◆ Yang Perlu Dikerjakan:
Salinlah dari berita tentang pemborgolan tahanan KPK seluruh bagian mulai dari "JAKARTA (POSBERITAKOTA) –" hingga "01 Tahun 2012.", tanpa perubahan sedikit pun.

◆ Teks Bacaan:
○ ○ ○ ○ ○
JAKARTA (POSBERITAKOTA) – Mulai awal tahun 2019 ini Komisi Pemberantasan Korupsi (KPK) bakal menerapkan pemborgolan bagi para tahanan kasus korupsi yang sedang menjalani proses pemeriksaan di lembaga antirasuah maupun menjalani persidangan di pengadilan Tindak Pidana Korupsi (Tipikor).
Juru Bicara KPK, Febri Diansyah, mengatakan bahwa pemborgolan terhadap para tahanan kasus korupsi mulai diterapkan di awal kerja KPK yakni Rabu (2/1). Menurutnya hal ini berdasarkan aturan hukum yang mengacu pada Peraturan KPK Nomor 01 Tahun 2012.
“KPK mulai menerapkan ketentuan pada Peraturan KPK Nomor 01 Tahun 2012 tentang Perawatan Tahanan pada Rumah Tahanan KPK, khususnya Pasal 12 Ayat (2) yang mengatur bahwa dalam hal tahanan dibawa ke luar rutan, dilakukan pemborgolan,” kata Febri dalam keterangan tertulisnya.
○ ○ ○ ○ ○
◆ Bagian Data:
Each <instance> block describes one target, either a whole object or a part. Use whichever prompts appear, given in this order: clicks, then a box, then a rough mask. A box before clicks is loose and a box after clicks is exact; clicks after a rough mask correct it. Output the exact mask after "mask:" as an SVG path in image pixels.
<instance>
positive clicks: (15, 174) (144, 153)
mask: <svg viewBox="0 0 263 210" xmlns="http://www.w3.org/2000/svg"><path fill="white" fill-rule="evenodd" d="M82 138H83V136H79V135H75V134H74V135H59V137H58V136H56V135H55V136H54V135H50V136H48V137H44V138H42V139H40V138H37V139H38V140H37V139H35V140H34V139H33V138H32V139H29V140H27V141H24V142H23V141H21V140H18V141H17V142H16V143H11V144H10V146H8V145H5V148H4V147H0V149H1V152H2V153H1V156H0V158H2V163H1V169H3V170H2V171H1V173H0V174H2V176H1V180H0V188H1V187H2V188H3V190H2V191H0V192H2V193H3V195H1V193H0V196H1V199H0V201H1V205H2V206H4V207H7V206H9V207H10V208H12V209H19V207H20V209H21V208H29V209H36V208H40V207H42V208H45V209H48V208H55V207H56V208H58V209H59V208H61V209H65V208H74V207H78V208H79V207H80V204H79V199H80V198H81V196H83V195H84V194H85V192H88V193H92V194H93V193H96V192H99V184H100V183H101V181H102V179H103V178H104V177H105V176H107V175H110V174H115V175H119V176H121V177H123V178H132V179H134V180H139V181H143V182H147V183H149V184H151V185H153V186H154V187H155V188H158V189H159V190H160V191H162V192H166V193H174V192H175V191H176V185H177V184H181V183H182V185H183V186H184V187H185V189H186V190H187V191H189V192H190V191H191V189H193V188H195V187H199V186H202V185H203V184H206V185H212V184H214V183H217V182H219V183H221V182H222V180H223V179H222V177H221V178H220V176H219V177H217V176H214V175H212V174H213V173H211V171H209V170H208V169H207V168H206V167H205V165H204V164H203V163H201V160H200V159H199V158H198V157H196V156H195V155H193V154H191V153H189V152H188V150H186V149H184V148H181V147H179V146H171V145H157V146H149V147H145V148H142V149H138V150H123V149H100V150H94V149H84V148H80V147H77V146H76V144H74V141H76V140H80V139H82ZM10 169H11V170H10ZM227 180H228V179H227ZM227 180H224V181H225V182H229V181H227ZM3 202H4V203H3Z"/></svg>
○ ○ ○ ○ ○
◆ Hasil Pengerjaan:
JAKARTA (POSBERITAKOTA) – Mulai awal tahun 2019 ini Komisi Pemberantasan Korupsi (KPK) bakal menerapkan pemborgolan bagi para tahanan kasus korupsi yang sedang menjalani proses pemeriksaan di lembaga antirasuah maupun menjalani persidangan di pengadilan Tindak Pidana Korupsi (Tipikor).
Juru Bicara KPK, Febri Diansyah, mengatakan bahwa pemborgolan terhadap para tahanan kasus korupsi mulai diterapkan di awal kerja KPK yakni Rabu (2/1). Menurutnya hal ini berdasarkan aturan hukum yang mengacu pada Peraturan KPK Nomor 01 Tahun 2012.